> **TASK STATEMENT**
Reproduce the part of the best-of-2015 singles list between "The Best of" and "part two tomorrow!", inclusive.

The Best of 2015
Albums – Part One: #20-#11 | Part Two #10-#1
Singles – Part One: #40-#21 | Part Two: #20-#1
The Master List | Individual Rankings
Our first Best of 2015 list kicks off today with the lower half of our top forty singles of 2015. Check back for part two tomorrow!
Randy Rogers & Wade Bowen
Written by Brady Black, Brian Keane, and Randy Rogers
Randy Rogers and Wade Bowen are two country music forces who have managed to gain a loyal following without the help of mainstream radio success, despite almost being able to taste it by being associated with commercial record labels. So, they know of what they speak when they wryly sing, “I don’t have hits, I’ve got standards.” – Leeann Ward
Written by Andrew Combs and Ian Fitchuk
The folky, country-rock melodies are so blissful it’s easy to forget that this is a sad song about a damaged man. “Oh I’ve lost my mind…Down the road of no direction,” Combs sings, shortly before he and a cadre of harmony singers launch into a chorus that asks, “Who do I think I’m foolin’?” They sound like the The Byrds around the Mr. Tambourine Man era. There isn’t a moment on “Foolin'” that doesn’t dazzle the ears – which could make it the most beautifully vexing song of the year. – Larry Rogowin
Written by Cam and Tyler Johnson
“My Mistake” finds Cam shrugging off the consequences of messy romantic decisions for a night of exhilaration. Best yet is the clean pop-country production that puts the newcomer’s jaunty vocals front and center. – Tara Seetharam
“Black is the Color”

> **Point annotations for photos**
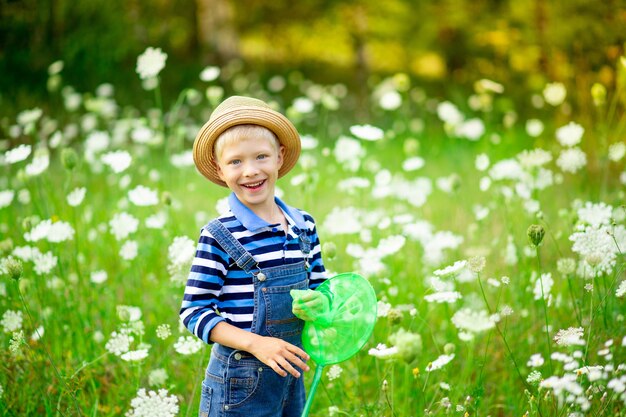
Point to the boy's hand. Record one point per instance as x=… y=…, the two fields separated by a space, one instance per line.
x=309 y=305
x=279 y=355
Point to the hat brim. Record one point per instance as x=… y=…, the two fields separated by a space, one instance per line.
x=285 y=131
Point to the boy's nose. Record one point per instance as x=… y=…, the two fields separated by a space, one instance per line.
x=250 y=170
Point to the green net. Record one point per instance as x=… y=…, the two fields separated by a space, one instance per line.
x=340 y=316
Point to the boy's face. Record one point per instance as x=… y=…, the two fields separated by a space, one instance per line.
x=250 y=169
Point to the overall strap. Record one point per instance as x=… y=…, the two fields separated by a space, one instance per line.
x=235 y=250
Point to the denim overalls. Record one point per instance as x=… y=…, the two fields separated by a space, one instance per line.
x=236 y=383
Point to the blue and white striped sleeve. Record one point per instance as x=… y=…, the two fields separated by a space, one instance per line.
x=204 y=284
x=317 y=272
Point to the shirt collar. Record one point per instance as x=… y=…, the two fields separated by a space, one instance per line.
x=253 y=222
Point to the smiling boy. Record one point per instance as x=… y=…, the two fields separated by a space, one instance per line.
x=247 y=261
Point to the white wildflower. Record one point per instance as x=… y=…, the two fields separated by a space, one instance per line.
x=187 y=345
x=534 y=127
x=210 y=73
x=390 y=100
x=543 y=286
x=570 y=337
x=381 y=351
x=451 y=270
x=150 y=63
x=76 y=196
x=157 y=377
x=443 y=297
x=119 y=343
x=617 y=151
x=535 y=361
x=440 y=362
x=118 y=161
x=17 y=154
x=482 y=162
x=334 y=372
x=153 y=404
x=135 y=355
x=554 y=93
x=571 y=160
x=11 y=321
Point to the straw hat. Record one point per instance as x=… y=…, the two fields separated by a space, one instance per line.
x=238 y=110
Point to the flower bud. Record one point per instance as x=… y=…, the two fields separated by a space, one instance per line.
x=598 y=93
x=6 y=246
x=411 y=146
x=166 y=198
x=394 y=316
x=14 y=268
x=330 y=250
x=69 y=158
x=566 y=266
x=535 y=234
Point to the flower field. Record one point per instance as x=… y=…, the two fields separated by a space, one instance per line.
x=493 y=237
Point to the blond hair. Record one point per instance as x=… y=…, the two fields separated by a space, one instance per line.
x=240 y=132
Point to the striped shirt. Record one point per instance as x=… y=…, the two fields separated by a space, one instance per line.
x=219 y=290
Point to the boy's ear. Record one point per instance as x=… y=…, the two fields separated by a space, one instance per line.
x=219 y=170
x=281 y=154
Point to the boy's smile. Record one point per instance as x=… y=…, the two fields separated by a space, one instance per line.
x=250 y=169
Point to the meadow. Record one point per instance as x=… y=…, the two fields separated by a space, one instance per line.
x=493 y=238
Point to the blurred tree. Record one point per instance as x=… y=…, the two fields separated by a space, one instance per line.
x=442 y=43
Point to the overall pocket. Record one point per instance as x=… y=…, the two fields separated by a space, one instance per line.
x=280 y=320
x=205 y=400
x=241 y=384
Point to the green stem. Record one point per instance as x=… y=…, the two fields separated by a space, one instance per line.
x=56 y=370
x=545 y=310
x=317 y=377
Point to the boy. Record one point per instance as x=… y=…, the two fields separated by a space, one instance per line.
x=247 y=261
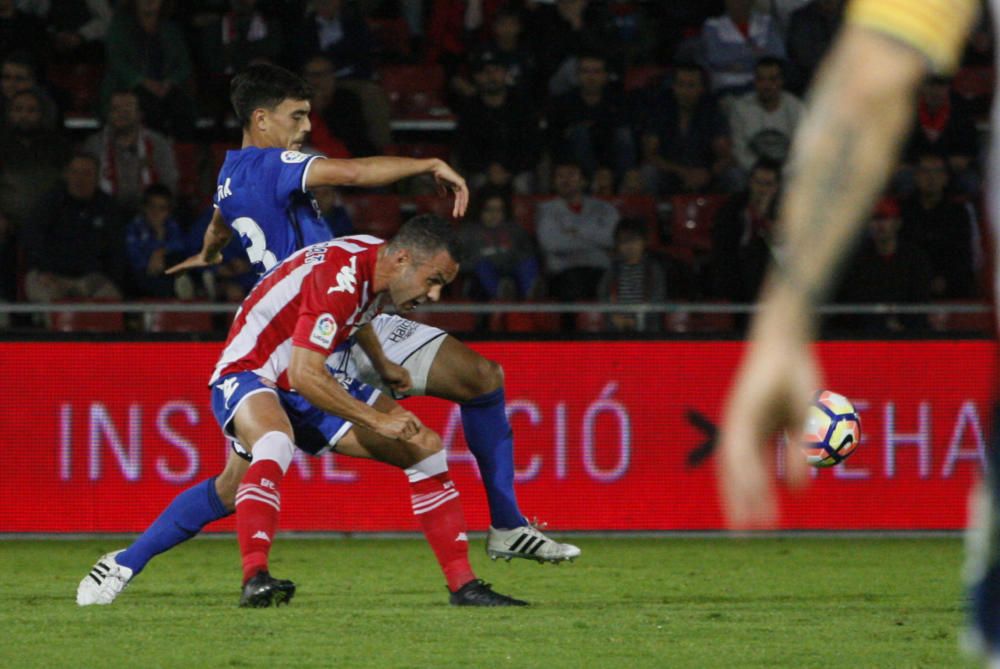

> **CORRECT RESULT**
The Best of 2015
Albums – Part One: #20-#11 | Part Two #10-#1
Singles – Part One: #40-#21 | Part Two: #20-#1
The Master List | Individual Rankings
Our first Best of 2015 list kicks off today with the lower half of our top forty singles of 2015. Check back for part two tomorrow!